Please copy the data below line for line, leaving out the pictures.

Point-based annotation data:
================================

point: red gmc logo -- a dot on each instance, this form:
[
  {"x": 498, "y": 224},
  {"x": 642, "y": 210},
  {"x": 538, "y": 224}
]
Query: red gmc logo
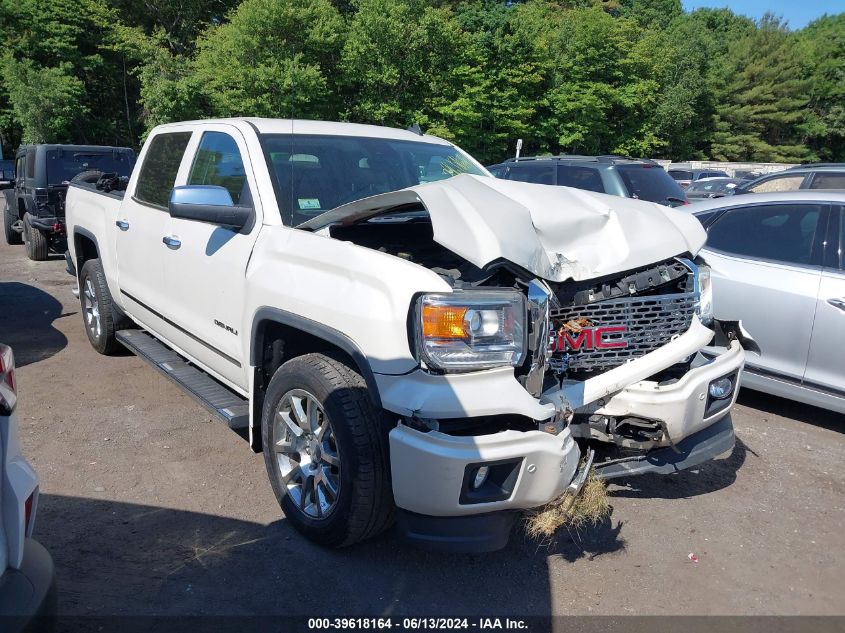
[{"x": 588, "y": 339}]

================================

* **CORRECT ANSWER**
point: red gmc logo -- a dot on each instance, this form:
[
  {"x": 498, "y": 224},
  {"x": 642, "y": 210},
  {"x": 538, "y": 224}
]
Query: red gmc logo
[{"x": 588, "y": 339}]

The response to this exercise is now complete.